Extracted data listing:
****

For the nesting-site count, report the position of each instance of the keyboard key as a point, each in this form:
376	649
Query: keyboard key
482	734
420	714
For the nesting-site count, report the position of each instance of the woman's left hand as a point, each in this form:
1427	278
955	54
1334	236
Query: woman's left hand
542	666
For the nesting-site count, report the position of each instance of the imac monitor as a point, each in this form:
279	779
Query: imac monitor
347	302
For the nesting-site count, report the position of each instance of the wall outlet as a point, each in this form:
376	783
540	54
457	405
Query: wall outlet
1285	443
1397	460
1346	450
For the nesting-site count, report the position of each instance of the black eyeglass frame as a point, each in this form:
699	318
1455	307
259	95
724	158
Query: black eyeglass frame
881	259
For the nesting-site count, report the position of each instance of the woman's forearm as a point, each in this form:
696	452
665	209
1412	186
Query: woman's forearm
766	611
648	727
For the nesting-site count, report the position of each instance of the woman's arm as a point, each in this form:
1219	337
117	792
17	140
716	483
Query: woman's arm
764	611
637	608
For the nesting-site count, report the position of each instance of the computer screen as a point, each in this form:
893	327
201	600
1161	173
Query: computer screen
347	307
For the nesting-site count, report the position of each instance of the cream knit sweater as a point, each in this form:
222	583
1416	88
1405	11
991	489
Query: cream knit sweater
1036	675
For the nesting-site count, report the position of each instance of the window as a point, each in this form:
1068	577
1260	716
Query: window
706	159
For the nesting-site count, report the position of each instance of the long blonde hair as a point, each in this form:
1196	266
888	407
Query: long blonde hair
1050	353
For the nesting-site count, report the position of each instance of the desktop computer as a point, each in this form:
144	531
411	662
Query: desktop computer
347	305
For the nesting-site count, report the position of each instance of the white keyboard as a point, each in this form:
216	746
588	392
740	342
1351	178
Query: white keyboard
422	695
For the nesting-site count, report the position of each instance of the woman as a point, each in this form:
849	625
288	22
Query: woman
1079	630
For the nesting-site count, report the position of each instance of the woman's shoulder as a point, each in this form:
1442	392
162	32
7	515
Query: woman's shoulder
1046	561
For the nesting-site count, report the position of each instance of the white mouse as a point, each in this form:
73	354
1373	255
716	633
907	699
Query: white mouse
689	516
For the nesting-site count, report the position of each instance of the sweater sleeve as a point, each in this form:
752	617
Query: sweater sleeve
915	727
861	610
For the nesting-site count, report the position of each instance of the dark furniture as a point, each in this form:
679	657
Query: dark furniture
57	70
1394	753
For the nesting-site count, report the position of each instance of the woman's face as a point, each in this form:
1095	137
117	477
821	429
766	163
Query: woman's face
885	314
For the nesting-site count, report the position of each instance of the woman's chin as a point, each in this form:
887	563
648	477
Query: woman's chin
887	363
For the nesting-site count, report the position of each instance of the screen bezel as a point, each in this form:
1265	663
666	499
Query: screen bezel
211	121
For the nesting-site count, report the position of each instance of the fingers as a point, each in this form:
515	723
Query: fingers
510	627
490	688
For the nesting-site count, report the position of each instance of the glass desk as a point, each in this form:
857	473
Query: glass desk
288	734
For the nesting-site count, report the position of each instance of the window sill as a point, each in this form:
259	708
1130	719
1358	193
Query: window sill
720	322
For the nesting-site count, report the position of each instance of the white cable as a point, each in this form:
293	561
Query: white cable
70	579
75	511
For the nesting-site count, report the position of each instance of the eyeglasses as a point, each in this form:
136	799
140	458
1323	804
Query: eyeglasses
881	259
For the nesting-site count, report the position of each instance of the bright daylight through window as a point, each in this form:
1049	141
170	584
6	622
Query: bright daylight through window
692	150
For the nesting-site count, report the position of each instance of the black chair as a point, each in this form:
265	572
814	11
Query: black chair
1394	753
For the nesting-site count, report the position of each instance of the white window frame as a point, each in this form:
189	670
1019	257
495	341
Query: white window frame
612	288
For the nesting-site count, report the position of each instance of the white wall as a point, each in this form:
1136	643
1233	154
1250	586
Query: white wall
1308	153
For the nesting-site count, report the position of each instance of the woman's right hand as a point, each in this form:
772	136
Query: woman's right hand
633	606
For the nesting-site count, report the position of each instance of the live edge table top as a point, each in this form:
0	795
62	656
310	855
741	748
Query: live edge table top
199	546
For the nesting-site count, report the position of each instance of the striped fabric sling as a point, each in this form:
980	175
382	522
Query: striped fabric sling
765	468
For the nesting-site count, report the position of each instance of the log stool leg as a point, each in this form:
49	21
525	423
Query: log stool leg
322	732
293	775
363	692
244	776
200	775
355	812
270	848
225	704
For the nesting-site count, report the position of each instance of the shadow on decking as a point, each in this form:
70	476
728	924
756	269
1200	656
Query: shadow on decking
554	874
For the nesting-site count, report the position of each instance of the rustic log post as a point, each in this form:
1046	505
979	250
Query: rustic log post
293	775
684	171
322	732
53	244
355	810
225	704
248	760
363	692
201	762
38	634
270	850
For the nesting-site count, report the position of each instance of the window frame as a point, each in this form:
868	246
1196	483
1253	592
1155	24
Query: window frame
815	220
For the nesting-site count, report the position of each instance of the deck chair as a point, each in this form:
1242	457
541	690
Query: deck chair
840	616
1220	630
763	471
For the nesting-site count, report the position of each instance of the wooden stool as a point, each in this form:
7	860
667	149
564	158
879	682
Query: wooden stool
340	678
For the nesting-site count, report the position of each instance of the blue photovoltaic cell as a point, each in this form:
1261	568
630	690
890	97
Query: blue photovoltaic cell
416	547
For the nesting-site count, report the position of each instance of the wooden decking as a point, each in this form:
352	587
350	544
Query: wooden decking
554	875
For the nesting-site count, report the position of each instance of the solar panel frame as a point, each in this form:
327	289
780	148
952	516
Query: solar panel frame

****

• _What is required_
Retype the part of the listing that opens with the line containing "the wooden stool" and runs through the end of the listing, keeping every line unchanged.

• _Output for this task_
For the nesting-site count, report the position of each instance of the wooden stool as a point, each in this form:
7	860
667	149
564	158
879	682
Query: wooden stool
340	678
For the nesting-site count, report the position of each instance of the blue photovoltaic cell as a point, each in this form:
1261	568
630	690
890	97
Query: blue photovoltaic cell
416	547
For the nesting-site count, report the position of each instance of the wooden decking as a point, each in this form:
352	587
350	544
Query: wooden decking
554	875
For the nesting-site count, report the position of each instance of the solar panel frame as a point, each in this form:
327	289
780	148
952	516
Query: solar panel frame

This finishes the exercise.